# Exercise details:
Could you give again exactly, and only, the lines from the one holding "Locate the mint" through the end of the data, both ends included, with pictures left out?
++++ Dataset ++++
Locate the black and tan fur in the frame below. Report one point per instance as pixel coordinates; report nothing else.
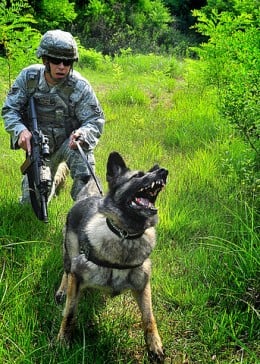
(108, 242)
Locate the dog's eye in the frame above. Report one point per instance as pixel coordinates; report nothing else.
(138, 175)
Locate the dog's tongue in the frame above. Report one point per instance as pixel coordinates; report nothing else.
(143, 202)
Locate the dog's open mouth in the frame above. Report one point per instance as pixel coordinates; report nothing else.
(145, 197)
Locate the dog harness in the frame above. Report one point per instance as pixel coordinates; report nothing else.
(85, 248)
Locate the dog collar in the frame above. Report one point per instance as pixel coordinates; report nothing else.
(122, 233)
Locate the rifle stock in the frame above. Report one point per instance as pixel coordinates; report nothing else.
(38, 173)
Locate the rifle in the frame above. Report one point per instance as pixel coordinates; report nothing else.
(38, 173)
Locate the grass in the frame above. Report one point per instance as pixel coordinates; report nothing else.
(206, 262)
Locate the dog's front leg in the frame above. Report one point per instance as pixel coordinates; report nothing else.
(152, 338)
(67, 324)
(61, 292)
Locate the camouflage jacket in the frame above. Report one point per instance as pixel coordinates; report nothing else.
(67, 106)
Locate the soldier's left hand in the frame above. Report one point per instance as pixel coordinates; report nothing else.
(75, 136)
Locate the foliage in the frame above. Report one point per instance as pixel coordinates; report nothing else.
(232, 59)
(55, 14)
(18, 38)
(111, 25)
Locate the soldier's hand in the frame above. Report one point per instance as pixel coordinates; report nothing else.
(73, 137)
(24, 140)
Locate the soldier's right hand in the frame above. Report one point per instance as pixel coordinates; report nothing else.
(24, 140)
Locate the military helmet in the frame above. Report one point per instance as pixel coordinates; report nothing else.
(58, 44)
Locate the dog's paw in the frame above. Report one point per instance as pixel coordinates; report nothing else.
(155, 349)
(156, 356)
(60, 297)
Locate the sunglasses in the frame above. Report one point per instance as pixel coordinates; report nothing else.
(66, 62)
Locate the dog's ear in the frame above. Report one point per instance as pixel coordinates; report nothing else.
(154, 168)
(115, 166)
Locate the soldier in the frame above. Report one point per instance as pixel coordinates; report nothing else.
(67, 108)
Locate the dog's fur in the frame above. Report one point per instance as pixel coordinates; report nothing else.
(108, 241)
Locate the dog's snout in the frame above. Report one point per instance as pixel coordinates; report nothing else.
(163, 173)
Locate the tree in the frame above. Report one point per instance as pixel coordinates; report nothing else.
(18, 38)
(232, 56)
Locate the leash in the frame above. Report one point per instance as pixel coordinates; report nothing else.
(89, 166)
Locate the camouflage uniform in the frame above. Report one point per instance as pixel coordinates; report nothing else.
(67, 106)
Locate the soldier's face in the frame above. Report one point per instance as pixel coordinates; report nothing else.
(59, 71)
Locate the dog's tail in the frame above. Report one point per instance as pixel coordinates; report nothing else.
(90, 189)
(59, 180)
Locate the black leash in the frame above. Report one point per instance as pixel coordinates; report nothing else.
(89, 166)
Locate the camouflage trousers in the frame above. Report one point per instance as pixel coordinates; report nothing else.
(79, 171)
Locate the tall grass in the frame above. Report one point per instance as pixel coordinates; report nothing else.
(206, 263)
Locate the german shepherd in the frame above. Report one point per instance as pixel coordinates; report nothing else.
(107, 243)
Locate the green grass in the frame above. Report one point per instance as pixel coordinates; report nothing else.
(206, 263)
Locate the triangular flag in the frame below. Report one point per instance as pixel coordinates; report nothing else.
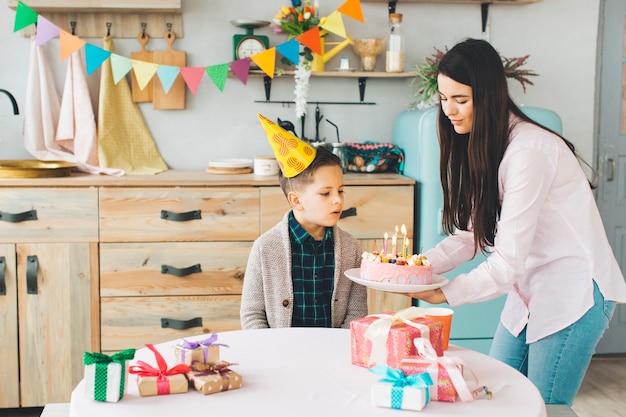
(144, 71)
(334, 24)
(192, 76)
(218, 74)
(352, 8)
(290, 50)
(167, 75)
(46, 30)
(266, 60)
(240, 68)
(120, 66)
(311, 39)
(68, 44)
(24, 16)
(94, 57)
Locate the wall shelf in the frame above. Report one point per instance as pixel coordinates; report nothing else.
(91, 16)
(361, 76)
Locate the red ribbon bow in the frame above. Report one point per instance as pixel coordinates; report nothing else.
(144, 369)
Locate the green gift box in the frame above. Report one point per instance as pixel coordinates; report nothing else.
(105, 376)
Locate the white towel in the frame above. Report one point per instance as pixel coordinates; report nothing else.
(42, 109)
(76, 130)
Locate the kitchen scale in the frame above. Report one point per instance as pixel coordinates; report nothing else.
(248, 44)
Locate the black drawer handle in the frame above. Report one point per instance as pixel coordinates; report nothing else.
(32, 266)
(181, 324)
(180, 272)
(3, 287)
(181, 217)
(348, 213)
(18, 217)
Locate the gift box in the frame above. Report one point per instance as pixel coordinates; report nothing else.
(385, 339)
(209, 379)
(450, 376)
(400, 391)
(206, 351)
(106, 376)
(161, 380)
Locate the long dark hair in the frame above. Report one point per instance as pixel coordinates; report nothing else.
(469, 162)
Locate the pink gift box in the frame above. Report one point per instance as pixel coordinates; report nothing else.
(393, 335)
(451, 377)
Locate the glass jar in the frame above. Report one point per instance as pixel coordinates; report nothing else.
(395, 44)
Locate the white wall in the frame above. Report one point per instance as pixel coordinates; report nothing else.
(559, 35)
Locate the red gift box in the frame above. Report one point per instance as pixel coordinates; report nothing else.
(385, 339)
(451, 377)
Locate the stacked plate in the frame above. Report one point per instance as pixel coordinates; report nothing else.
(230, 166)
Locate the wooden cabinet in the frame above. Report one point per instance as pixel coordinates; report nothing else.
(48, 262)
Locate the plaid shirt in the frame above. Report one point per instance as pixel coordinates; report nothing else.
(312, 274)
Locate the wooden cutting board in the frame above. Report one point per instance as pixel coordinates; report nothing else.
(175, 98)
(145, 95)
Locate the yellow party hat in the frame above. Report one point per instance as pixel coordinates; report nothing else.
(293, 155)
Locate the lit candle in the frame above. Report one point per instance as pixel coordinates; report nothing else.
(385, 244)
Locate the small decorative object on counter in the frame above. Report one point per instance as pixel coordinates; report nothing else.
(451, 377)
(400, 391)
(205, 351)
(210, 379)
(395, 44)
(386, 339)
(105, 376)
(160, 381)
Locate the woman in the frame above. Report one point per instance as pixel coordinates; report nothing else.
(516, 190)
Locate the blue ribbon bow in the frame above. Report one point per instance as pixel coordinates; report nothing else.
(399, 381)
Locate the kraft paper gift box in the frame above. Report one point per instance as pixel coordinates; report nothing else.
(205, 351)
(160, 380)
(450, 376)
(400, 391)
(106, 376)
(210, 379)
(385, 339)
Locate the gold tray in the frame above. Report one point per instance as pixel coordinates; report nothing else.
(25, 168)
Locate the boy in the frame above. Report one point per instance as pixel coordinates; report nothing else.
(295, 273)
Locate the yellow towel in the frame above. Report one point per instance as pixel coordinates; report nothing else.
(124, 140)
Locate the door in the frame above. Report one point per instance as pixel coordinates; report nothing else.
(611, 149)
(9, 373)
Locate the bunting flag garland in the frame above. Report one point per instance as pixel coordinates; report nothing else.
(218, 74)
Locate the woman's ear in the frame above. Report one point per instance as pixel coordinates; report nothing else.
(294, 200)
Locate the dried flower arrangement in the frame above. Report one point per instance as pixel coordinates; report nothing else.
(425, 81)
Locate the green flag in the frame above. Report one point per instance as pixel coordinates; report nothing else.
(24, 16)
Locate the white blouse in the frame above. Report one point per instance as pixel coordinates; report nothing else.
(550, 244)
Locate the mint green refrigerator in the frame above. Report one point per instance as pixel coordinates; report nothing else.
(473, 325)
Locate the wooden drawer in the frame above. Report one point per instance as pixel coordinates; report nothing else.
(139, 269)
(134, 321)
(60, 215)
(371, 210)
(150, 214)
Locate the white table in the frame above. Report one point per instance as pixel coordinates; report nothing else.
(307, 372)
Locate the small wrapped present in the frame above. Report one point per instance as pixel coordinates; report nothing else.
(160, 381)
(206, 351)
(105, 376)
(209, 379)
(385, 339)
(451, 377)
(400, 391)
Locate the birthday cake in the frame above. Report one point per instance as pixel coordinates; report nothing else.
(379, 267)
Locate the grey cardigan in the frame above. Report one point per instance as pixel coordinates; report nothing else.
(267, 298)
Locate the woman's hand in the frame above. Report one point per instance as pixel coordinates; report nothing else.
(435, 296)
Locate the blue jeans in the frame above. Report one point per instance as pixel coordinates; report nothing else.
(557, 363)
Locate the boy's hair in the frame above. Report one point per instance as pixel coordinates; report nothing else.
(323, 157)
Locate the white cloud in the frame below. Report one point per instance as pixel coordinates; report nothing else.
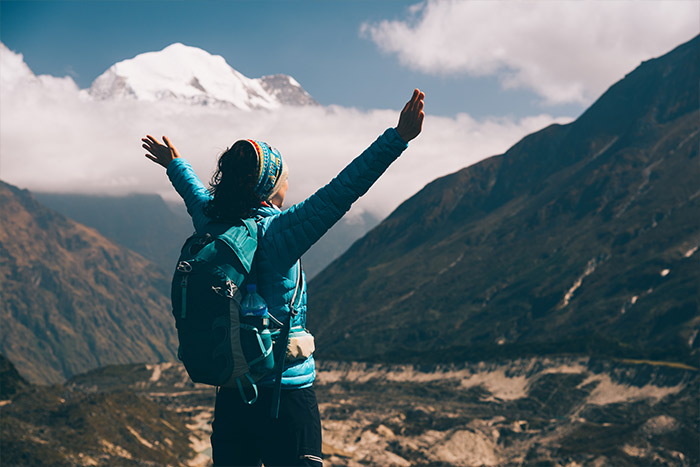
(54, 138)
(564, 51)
++++
# Task response:
Locate the mint green refrigerator in the frame above. Report one point per instance as pixel coordinates; report nothing else.
(473, 325)
Locate the wooden drawer in the frame above. Report one point per instance as pixel coordinates; report nothing else.
(139, 269)
(134, 321)
(60, 215)
(371, 210)
(150, 214)
Locate the white table in the frame above. Report one point per instance as pixel coordinates; report nothing else.
(307, 372)
Locate the small wrapped present in the frame above. Report one point per instance as pixel coordinates; report nothing else.
(160, 381)
(206, 351)
(105, 376)
(209, 379)
(385, 339)
(451, 377)
(400, 391)
Locate the birthday cake in the frame above. Report one point per instance as pixel coordinates; report nothing else.
(379, 267)
Locate the grey cardigan in the frame above. Report one point per instance as pixel coordinates; report nothing else.
(267, 298)
Locate the woman's hand in the frame above. Report one point per instance as pixel coordinates; report nothing else.
(435, 296)
Locate the blue jeans in the frame above. Report one point per instance as pixel coordinates; report nothing else.
(557, 363)
Locate the boy's hair in the frame above. Report one point per instance as pixel coordinates; report nothing else.
(323, 157)
Locate the white cloud in the frame below. Report one point per instance as pixel coordinates; report nothing else.
(54, 138)
(564, 51)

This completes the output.